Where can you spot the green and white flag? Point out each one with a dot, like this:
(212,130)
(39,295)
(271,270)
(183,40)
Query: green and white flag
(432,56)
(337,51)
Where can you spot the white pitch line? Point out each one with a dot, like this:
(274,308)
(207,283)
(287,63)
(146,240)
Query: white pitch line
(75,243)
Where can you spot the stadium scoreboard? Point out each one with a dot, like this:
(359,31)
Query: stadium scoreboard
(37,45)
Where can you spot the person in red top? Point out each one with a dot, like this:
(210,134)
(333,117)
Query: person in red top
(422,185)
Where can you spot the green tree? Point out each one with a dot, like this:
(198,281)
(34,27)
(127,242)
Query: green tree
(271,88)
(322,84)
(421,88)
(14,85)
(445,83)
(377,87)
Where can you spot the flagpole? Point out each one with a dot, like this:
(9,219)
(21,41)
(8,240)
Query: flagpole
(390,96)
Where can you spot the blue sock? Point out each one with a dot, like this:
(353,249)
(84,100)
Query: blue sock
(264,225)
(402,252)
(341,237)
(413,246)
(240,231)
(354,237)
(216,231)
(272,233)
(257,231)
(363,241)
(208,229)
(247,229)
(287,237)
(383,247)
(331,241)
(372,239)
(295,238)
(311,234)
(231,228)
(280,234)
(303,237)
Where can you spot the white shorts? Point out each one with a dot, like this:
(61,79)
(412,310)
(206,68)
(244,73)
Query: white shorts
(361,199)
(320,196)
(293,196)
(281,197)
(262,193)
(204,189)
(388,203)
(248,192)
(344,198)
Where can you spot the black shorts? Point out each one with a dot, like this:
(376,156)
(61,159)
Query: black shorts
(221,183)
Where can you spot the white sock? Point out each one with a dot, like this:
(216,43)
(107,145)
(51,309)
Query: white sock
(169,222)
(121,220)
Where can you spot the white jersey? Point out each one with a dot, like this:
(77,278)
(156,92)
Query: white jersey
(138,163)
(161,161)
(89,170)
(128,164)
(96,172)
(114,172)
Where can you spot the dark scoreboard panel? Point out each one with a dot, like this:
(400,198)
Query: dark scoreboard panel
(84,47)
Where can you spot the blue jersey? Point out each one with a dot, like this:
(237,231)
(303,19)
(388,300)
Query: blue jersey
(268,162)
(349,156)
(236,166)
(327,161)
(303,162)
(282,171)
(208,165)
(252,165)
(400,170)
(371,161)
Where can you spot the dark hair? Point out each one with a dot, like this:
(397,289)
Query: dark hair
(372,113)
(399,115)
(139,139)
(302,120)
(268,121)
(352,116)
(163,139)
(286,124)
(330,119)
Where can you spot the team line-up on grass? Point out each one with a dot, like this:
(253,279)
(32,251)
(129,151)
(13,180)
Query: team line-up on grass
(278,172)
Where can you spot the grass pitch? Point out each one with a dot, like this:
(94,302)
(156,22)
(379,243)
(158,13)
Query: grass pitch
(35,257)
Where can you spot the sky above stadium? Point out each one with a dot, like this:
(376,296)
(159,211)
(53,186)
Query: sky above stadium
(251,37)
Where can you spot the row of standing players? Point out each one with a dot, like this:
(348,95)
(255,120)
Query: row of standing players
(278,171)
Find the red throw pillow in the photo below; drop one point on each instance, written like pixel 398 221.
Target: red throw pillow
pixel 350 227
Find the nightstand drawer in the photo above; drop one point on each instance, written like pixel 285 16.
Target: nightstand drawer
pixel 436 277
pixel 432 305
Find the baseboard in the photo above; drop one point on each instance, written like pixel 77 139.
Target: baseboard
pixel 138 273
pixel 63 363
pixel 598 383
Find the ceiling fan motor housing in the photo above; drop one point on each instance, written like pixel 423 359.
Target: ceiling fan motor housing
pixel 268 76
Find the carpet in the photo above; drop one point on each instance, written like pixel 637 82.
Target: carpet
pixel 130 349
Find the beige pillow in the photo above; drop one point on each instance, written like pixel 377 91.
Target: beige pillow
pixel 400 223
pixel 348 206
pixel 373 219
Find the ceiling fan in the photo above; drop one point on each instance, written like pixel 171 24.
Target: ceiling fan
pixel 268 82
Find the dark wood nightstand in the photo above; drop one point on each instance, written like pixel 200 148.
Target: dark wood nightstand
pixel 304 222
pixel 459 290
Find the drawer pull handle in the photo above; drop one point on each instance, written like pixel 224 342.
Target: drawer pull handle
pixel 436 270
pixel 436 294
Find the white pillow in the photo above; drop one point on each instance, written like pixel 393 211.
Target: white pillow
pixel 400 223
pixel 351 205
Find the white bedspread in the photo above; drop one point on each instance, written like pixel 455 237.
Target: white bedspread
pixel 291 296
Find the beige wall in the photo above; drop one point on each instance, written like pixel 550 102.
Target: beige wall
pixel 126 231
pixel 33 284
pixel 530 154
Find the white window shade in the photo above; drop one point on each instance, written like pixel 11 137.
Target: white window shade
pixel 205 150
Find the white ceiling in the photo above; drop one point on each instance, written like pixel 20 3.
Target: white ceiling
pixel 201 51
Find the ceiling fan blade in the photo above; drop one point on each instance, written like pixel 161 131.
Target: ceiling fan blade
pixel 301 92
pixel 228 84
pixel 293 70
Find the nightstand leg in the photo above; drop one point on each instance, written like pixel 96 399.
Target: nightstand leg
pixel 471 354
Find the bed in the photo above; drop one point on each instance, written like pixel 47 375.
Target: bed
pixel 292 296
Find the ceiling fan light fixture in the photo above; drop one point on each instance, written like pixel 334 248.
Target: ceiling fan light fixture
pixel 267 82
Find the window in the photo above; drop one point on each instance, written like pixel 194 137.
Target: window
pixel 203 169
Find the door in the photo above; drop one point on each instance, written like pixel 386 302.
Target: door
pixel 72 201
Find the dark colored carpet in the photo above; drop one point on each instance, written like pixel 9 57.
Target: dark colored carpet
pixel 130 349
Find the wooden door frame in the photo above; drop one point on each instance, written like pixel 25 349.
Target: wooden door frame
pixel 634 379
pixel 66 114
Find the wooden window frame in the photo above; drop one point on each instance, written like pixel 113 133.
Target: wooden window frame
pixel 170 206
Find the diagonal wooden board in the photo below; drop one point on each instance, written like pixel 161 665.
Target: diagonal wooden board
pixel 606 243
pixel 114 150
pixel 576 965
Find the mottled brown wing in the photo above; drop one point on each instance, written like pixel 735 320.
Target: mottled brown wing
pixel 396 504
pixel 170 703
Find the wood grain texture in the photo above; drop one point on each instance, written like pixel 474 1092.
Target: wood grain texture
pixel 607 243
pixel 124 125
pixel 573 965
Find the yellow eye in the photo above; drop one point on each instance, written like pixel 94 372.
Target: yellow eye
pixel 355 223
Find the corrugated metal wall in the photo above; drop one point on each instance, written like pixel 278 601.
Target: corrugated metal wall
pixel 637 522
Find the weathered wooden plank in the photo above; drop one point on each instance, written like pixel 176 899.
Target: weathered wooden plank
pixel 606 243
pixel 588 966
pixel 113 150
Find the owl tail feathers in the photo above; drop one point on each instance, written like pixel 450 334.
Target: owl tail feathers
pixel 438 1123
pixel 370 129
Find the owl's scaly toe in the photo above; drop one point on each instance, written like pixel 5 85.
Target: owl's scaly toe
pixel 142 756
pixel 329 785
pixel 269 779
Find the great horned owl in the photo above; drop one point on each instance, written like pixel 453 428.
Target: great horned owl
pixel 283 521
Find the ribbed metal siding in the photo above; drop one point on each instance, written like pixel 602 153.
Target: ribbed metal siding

- Instructions for the task
Arrange every line of the listing above as a JSON list of strings, one string per line, with blank lines left out.

- Task response
[
  "Where can you spot the green and white flag? Point out each one with a dot, like this:",
  "(212,130)",
  "(39,295)",
  "(271,270)",
  "(183,40)",
  "Query: green and white flag",
  "(432,56)",
  "(337,51)",
  "Where can you spot the white pitch line? Point out each one with a dot, like this:",
  "(274,308)",
  "(207,283)",
  "(287,63)",
  "(146,240)",
  "Query: white pitch line",
  "(75,243)",
  "Where can you spot the stadium scoreboard? Point out each one with a dot, like this:",
  "(359,31)",
  "Query: stadium scoreboard",
  "(37,45)",
  "Where can you spot the person in red top? Point out each one with a dot, like this:",
  "(210,134)",
  "(333,117)",
  "Query: person in red top",
  "(422,185)",
  "Where can you spot the green tree? Point out each one with a dot, like this:",
  "(198,281)",
  "(34,27)",
  "(127,242)",
  "Query: green tree",
  "(271,88)",
  "(322,84)",
  "(421,88)",
  "(14,85)",
  "(445,83)",
  "(377,87)",
  "Where can you spot the flagpole? Point out each one with a dot, like this:",
  "(9,219)",
  "(21,41)",
  "(8,240)",
  "Query: flagpole",
  "(390,96)",
  "Where can you spot the blue sock? Point out each one with a dot, like this:",
  "(353,249)",
  "(84,100)",
  "Query: blue sock",
  "(264,225)",
  "(402,252)",
  "(341,237)",
  "(413,246)",
  "(240,231)",
  "(354,237)",
  "(216,231)",
  "(272,233)",
  "(257,231)",
  "(363,241)",
  "(208,229)",
  "(247,229)",
  "(287,237)",
  "(383,247)",
  "(331,241)",
  "(372,239)",
  "(295,238)",
  "(311,234)",
  "(231,228)",
  "(280,234)",
  "(303,237)",
  "Where can you spot the white shorts? Point out each one with a dot, like this:",
  "(61,79)",
  "(412,310)",
  "(206,68)",
  "(244,73)",
  "Query: white shorts",
  "(361,199)",
  "(320,196)",
  "(293,196)",
  "(281,197)",
  "(262,193)",
  "(204,189)",
  "(388,203)",
  "(248,192)",
  "(344,198)",
  "Where can you spot the black shorts? Point out each one with a dot, like this:",
  "(376,156)",
  "(61,159)",
  "Query: black shorts",
  "(221,183)",
  "Where can you spot the white sock? Point out each one with a dot, like this:",
  "(216,43)",
  "(107,145)",
  "(51,309)",
  "Query: white sock",
  "(169,222)",
  "(121,220)",
  "Where can you spot the white jersey? Point out each one with a dot, like this:",
  "(77,278)",
  "(156,92)",
  "Query: white jersey",
  "(138,163)",
  "(161,161)",
  "(89,170)",
  "(128,164)",
  "(96,172)",
  "(114,172)",
  "Where can you spot the dark scoreboard panel? Point out each one with a dot, like this:",
  "(400,198)",
  "Query: dark scoreboard panel",
  "(84,47)",
  "Where can you spot the blue jersey? Point out each one with a dot, like this:",
  "(237,231)",
  "(303,19)",
  "(388,300)",
  "Query: blue jersey",
  "(268,162)",
  "(349,156)",
  "(236,166)",
  "(327,161)",
  "(303,162)",
  "(282,171)",
  "(208,165)",
  "(252,165)",
  "(400,170)",
  "(371,161)",
  "Where can you spot the dark hair? Point out each one with a dot, like this:",
  "(397,289)",
  "Query: dark hair",
  "(372,113)",
  "(399,115)",
  "(139,139)",
  "(302,120)",
  "(268,121)",
  "(352,116)",
  "(163,139)",
  "(286,124)",
  "(330,119)",
  "Where can you spot the team line-up on grass? Point out each one with a dot, like this:",
  "(253,279)",
  "(32,251)",
  "(129,151)",
  "(13,180)",
  "Query: team line-up on grass",
  "(278,172)",
  "Where can you spot the grass pitch? Point out each one with a dot, like this:",
  "(94,302)",
  "(156,22)",
  "(379,243)",
  "(158,13)",
  "Query: grass pitch",
  "(35,257)",
  "Where can you spot the sky above stadium? Point out each one with a dot, like this:",
  "(376,296)",
  "(159,211)",
  "(53,186)",
  "Query: sky above stadium",
  "(251,37)",
  "Where can you spot the row of standing players? Point out each one with a dot, like this:",
  "(348,95)",
  "(255,120)",
  "Query: row of standing players",
  "(278,171)",
  "Find the red throw pillow in the photo below; drop one point on each instance, written like pixel 398 221.",
  "Target: red throw pillow",
  "pixel 350 227",
  "Find the nightstand drawer in the photo above; drop one point on each instance, written like pixel 285 16.",
  "Target: nightstand drawer",
  "pixel 436 277",
  "pixel 432 305",
  "Find the baseboard in the photo above; drop one point on each instance, written like pixel 77 139.",
  "Target: baseboard",
  "pixel 138 273",
  "pixel 63 363",
  "pixel 598 383",
  "Find the ceiling fan motor housing in the photo above; drop one point on each instance, written like pixel 423 359.",
  "Target: ceiling fan motor housing",
  "pixel 268 76",
  "Find the carpet in the photo above; drop one point on each instance, written like pixel 637 82.",
  "Target: carpet",
  "pixel 130 349",
  "Find the beige pillow in the photo above; drop one point on each instance, written like pixel 377 91.",
  "Target: beige pillow",
  "pixel 400 223",
  "pixel 348 206",
  "pixel 373 219",
  "Find the ceiling fan in the photo above; drop one point on each instance, written like pixel 171 24.",
  "Target: ceiling fan",
  "pixel 268 82",
  "Find the dark wood nightstand in the photo above; drop one point on each instance, written like pixel 200 148.",
  "Target: dark wood nightstand",
  "pixel 304 222",
  "pixel 459 290",
  "Find the drawer pull handle in the photo above; drop one point on each instance, written like pixel 224 342.",
  "Target: drawer pull handle",
  "pixel 436 270",
  "pixel 436 294",
  "Find the white pillow in the photo above; drop one point on each instance, written like pixel 393 211.",
  "Target: white pillow",
  "pixel 400 223",
  "pixel 351 205",
  "Find the white bedspread in the photo above; drop one point on each instance, written like pixel 455 237.",
  "Target: white bedspread",
  "pixel 291 296",
  "Find the beige wall in the photo above; drop one point on each instance, written like pixel 550 102.",
  "Target: beige wall",
  "pixel 126 231",
  "pixel 33 284",
  "pixel 530 154",
  "Find the white window shade in the photo above; drop one point on each instance, written like pixel 11 137.",
  "Target: white window shade",
  "pixel 205 150",
  "Find the white ceiling in the photo above; drop one point on each instance, written like pixel 20 3.",
  "Target: white ceiling",
  "pixel 201 51",
  "Find the ceiling fan blade in the photo above; drop one point on each instance, written like pixel 161 131.",
  "Target: ceiling fan blade",
  "pixel 301 92",
  "pixel 228 84",
  "pixel 293 70",
  "Find the nightstand leg in the photo above; drop one point on each instance, written like pixel 96 399.",
  "Target: nightstand leg",
  "pixel 471 354",
  "Find the bed in the photo above; drop one point on each instance, written like pixel 47 375.",
  "Target: bed",
  "pixel 292 296",
  "Find the ceiling fan light fixture in the photo above; drop one point on each instance, written like pixel 334 248.",
  "Target: ceiling fan light fixture",
  "pixel 267 82",
  "Find the window in the photo above; drop one point on each instance, written like pixel 194 137.",
  "Target: window",
  "pixel 203 169",
  "Find the door in the photo above; drop one point on each instance, written like pixel 386 302.",
  "Target: door",
  "pixel 72 201",
  "Find the dark colored carpet in the photo above; drop one point on each instance, written like pixel 9 57.",
  "Target: dark colored carpet",
  "pixel 130 349",
  "Find the wooden door frame in the photo above; drop one point on each instance, written like pixel 25 349.",
  "Target: wooden door frame",
  "pixel 634 379",
  "pixel 66 114",
  "Find the wooden window frame in the photo above; drop one point on each instance, written like pixel 113 133.",
  "Target: wooden window frame",
  "pixel 170 206",
  "Find the diagonal wooden board in the photo below; drop one point on each instance, written like pixel 161 665.",
  "Target: diagonal wooden board",
  "pixel 606 243",
  "pixel 114 150",
  "pixel 576 965",
  "Find the mottled brown wing in the photo above; drop one point on each instance, written like pixel 735 320.",
  "Target: mottled brown wing",
  "pixel 396 504",
  "pixel 170 703",
  "Find the wood grain texture in the photo above; drop one point on each instance, written like pixel 474 1092.",
  "Target: wood grain texture",
  "pixel 607 243",
  "pixel 124 125",
  "pixel 573 965",
  "Find the yellow eye in the photo above; drop one point on each instance, written like pixel 94 372.",
  "Target: yellow eye",
  "pixel 355 223",
  "Find the corrugated metal wall in the photo above; drop one point on each instance, written like pixel 278 601.",
  "Target: corrugated metal wall",
  "pixel 637 522",
  "Find the weathered wooden plank in the photo above; drop one point on each instance, written like pixel 176 899.",
  "Target: weathered wooden plank",
  "pixel 606 243",
  "pixel 588 966",
  "pixel 113 150",
  "Find the owl tail feathers in the photo above; drop one point on each instance, written like pixel 450 334.",
  "Target: owl tail feathers",
  "pixel 438 1123",
  "pixel 370 129",
  "Find the owl's scaly toe in the photo above; drop one point on each instance, written like pixel 5 85.",
  "Target: owl's scaly toe",
  "pixel 142 756",
  "pixel 329 785",
  "pixel 269 779",
  "Find the great horned owl in the photo above; drop one point on each instance, written like pixel 453 428.",
  "Target: great horned owl",
  "pixel 283 521",
  "Find the ribbed metal siding in the photo above; drop one point on each instance, written like pixel 602 153.",
  "Target: ribbed metal siding"
]